> **Task brief**
Reproduce every line of the listing below without changes, leaving out the pictures.

** Begin Information given **

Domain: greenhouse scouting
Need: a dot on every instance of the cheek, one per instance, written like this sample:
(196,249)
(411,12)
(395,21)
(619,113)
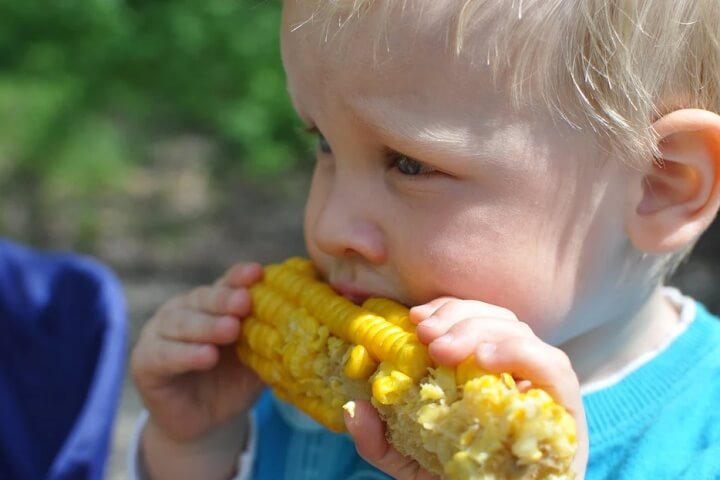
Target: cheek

** End Information given **

> **Result below**
Domain: greenhouse scouting
Need: a dot on every instance of the cheek, one per instance, written like this sample:
(196,249)
(411,12)
(395,21)
(619,113)
Target: cheek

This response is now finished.